● Source text
Shosha
- First English edition
- Author: Isaac Bashevis Singer
- Original title: Shosha
- Cover artist: Muriel Nasser
- Language: Yiddish
- Publisher: Farrar Straus Giroux
- Publication date: 1978
- Publication place: United States
- Pages: 277
- ISBN: 0-374-26336-1

= Shosha (novel) =

Novel by Isaac Bashevis Singer

Shosha is a novel by Nobel Prize winning author Isaac Bashevis Singer. The original Yiddish version appeared in 1974 in the Jewish Daily Forward under the title Soul Expeditions, while the English translation was published in 1978.

==Plot summary==

The main character is aspiring author Aaron Greidinger who lives in the Hasidic quarter of the Jewish neighborhood of Warsaw during the 1930s.

"I was an anachronism in every way, but I didn't know it, just as I didn't know that my friendship with Shosha [..] had anything to do with love."

Aaron had many love affairs with women, but the only woman he truly loved was Shosha, his childhood friend. Shosha was struck by a sleeping disease and had since barely grown physically and was intellectually disabled.

Hitler is in power in Germany and is set to annihilate the Jews in Poland while in Russia, Stalin rules with his deadly terror, so the only voluntary exit that many of the characters in Shosha perceive for themselves is suicide. Although Aaron is offered the opportunity to leave the threat of death, he turns down the chance to escape, for his love for Shosha and chooses to stay in Poland.

The epilogue of Shosha is an abrupt fast-forward from before the outbreak of the Second World War in Poland to the early fifties. It takes place thirteen years after the last chapter, when Aaron meets Haiml Chentshiner in Israel. The epilogue is a concise dialogue in which each recounts the death of their friends. Shosha, Bashele, Moishe, Betty, Celia, and Aaron's mother have all died.

==Sequel==
Singer's tragicomic novel Meshugah sets Aaron Greidinger in New York of 1950s.

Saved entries
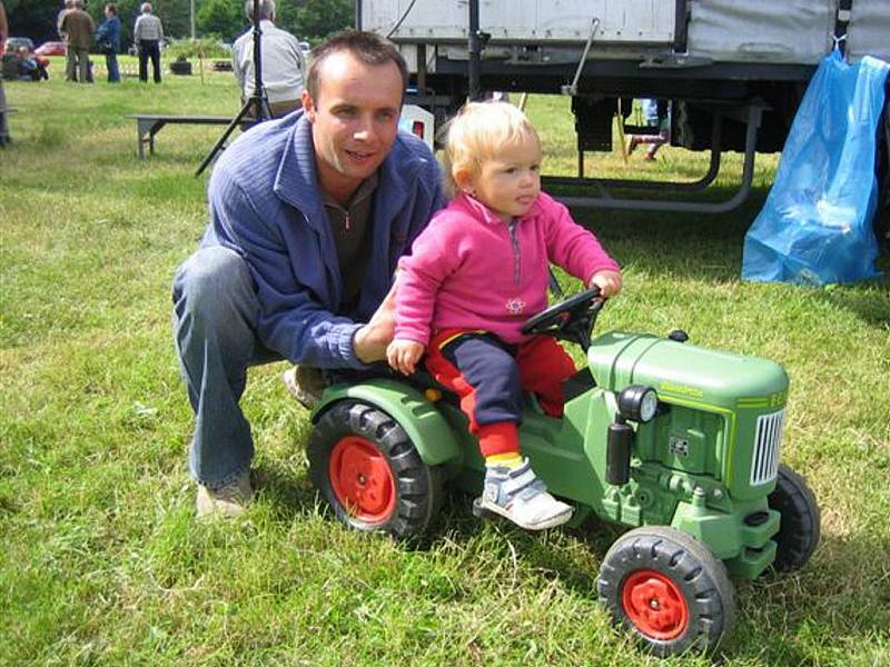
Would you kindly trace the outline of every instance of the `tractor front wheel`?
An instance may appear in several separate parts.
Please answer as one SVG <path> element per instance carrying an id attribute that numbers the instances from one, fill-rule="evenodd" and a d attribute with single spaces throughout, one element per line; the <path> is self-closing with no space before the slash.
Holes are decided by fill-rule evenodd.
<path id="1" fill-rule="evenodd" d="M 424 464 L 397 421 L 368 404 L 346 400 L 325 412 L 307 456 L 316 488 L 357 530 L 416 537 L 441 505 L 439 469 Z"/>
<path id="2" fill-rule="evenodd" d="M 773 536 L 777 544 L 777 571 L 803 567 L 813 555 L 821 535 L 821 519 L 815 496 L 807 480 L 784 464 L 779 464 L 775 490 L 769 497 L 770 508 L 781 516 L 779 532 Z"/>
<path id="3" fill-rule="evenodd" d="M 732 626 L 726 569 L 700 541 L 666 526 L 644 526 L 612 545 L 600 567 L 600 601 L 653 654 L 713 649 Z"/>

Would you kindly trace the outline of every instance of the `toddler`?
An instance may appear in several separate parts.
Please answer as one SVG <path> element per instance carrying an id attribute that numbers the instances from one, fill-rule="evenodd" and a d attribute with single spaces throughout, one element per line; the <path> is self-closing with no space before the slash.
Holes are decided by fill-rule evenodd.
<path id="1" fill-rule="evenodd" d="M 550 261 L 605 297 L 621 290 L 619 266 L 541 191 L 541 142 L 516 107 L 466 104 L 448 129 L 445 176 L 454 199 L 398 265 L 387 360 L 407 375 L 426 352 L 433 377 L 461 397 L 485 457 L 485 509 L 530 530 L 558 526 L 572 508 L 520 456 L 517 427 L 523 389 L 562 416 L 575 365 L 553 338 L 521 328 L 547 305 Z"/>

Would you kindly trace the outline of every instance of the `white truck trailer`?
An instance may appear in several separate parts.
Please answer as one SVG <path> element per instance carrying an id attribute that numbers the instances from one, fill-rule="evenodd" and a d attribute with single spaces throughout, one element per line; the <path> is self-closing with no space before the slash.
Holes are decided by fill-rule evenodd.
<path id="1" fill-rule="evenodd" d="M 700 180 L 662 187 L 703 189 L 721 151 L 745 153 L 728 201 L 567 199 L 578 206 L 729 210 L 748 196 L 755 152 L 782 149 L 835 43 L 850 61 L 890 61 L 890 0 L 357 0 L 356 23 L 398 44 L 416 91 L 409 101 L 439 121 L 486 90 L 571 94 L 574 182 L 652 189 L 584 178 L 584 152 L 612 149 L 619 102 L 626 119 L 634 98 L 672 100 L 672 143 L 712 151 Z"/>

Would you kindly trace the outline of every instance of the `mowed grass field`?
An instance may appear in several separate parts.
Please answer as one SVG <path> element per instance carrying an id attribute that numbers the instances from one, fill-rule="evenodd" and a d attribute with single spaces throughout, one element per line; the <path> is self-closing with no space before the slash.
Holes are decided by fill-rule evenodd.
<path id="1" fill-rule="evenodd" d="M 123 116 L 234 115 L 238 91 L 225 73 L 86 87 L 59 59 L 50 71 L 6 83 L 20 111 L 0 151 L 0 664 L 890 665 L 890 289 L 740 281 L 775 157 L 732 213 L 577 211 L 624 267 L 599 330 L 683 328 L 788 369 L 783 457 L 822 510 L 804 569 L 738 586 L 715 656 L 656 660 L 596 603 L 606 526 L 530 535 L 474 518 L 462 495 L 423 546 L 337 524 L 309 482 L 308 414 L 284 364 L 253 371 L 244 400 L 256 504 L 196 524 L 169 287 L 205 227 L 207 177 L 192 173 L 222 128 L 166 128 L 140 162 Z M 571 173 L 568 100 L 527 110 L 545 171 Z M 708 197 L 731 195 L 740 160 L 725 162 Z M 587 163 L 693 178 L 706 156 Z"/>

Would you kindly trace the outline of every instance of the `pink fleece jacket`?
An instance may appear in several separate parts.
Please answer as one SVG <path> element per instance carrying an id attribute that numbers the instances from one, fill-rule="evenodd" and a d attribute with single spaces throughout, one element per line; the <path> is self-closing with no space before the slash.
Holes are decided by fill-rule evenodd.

● Set of tasks
1 - According to the epilogue described in the article about Shosha, which people have all died?
2 - Can you repeat the stretch of the article about Shosha from "Aaron had many" through "stay in Poland."?
Rely only on the article about Shosha and ignore the entries.

● Answers in order
1 - Shosha, Bashele, Moishe, Betty, Celia, and Aaron's mother.

2 -
Aaron had many love affairs with women, but the only woman he truly loved was Shosha, his childhood friend. Shosha was struck by a sleeping disease and had since barely grown physically and was intellectually disabled.

Hitler is in power in Germany and is set to annihilate the Jews in Poland while in Russia, Stalin rules with his deadly terror, so the only voluntary exit that many of the characters in Shosha perceive for themselves is suicide. Although Aaron is offered the opportunity to leave the threat of death, he turns down the chance to escape, for his love for Shosha and chooses to stay in Poland.